Required work ->
Extract each line of the entries below that contains the word "Scan", matching case exactly.

Records for the exercise ->
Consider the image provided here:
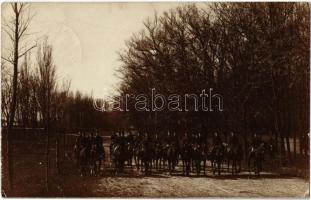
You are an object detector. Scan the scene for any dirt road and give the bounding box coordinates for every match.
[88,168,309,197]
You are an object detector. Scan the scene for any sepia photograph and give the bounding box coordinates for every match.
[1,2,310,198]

...

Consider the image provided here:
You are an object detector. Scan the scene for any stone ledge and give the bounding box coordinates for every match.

Finished task ->
You are an object detector. Scan the scene for any dirt road and give the bounding box coordinates for every match.
You are an object detector. Scan the scene for any sepia photograph and give the bounding box coordinates for every match.
You are an object detector. Scan the scene for any stone ledge and give the bounding box coordinates for every match.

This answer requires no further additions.